▸ **Task requirements**
- 1) Answer these questions using the court opinion:
(a) Which justice delivered the opinion of the Court?
(b) In which court was the suit originally brought?
(c) On what date was the case decided?
- 2) Count the lines of the records that contain the string "tent", treating case as significant. Give only the number.

--- START Text provided ---

Central Railroad v. United States & Interstate Commerce Commission

257 U.S. 247 | SCOTUS | 1921

257 U.S. 247

42 S.Ct. 80

66 L.Ed. 217

CENTRAL R. CO. OF NEW JERSEY et al.
v.
UNITED STATES et al.

No. 436

Argued Nov. 17, 1921.

Decided Dec. 5, 1921.

Messrs. Henry Wolf Bikle, of Philadelphia, Pa., and Alexander H. Elder, of New York City, for appellants.

[Argument of Counsel from pages 248-251 intentionally omitted]

Mr. Blackburn Esterline, of Chicago, ILL., for the United States.

Mr. Walter McFarland, of Norfolk, Neb., for Interstate Commerce commission.

[Argument of Counsel from page 252-253 intentionally omitted]

Mr. Justice BRANDEIS delivered the opinion of the Court.

1

This suit was brought in the federal District Court for New Jersey to enjoin the enforcement of an order of the Interstate Commerce Commission on the ground that it exceeds the powers of the Commission, was arbitrary, and is void. The plaintiffs were the Central Railroad of New Jersey, the Pennsylvania, and 21 other railroads located in Trunk Line territory and New England. The defendants were the United States and the Interstate Commerce Commission. The former filed a motion to dismiss; the latter an answer which admitted the material allegations of the bill of complaint. On these pleadings the case was heard before three judges on an application for a preliminary injunction. This was denied without written opinion; and the case is here on appeal under the Act of October 22, 1913, c. 32, 38 Stat. 208, 220.

--- END Text provided ---
--- START Dataset rows ---

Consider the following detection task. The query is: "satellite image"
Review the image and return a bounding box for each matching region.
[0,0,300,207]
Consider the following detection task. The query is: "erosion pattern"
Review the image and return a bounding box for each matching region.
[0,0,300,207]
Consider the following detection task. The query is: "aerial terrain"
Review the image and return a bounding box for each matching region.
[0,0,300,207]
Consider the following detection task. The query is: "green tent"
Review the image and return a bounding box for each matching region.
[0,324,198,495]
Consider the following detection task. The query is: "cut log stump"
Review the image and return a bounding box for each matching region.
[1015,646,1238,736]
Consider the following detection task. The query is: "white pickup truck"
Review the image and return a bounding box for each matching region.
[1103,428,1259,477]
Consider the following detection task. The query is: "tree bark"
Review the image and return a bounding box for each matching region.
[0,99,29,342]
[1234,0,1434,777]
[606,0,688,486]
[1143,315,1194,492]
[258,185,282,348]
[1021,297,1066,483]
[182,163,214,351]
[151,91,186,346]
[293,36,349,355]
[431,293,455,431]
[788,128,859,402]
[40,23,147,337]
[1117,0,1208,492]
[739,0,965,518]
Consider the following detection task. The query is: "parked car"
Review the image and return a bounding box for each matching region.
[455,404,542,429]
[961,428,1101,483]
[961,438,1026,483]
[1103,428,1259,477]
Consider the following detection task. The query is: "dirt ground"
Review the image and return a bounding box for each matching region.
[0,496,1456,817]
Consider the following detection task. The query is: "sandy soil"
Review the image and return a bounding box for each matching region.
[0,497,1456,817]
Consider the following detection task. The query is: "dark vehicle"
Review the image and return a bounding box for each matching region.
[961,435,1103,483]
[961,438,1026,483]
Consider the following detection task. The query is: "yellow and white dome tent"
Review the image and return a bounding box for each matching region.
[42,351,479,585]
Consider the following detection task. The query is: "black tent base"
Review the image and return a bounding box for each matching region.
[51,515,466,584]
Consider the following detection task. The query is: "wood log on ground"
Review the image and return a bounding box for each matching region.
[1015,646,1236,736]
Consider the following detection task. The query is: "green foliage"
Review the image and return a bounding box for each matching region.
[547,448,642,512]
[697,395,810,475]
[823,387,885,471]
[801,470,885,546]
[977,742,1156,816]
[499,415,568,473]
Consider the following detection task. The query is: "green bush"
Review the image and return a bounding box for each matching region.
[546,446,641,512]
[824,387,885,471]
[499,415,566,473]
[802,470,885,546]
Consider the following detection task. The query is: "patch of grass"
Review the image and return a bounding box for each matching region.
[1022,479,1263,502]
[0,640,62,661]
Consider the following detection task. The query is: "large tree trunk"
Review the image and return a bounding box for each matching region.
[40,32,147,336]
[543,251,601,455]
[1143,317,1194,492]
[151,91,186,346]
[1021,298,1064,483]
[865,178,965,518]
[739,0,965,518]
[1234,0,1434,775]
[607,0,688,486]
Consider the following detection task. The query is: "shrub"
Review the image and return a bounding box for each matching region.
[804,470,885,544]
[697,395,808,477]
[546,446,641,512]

--- END Dataset rows ---

▸ **Exercise solutions**
- 1)
(a) Mr. Justice Brandeis
(b) The federal District Court for New Jersey
(c) Dec. 5, 1921

- 2) 3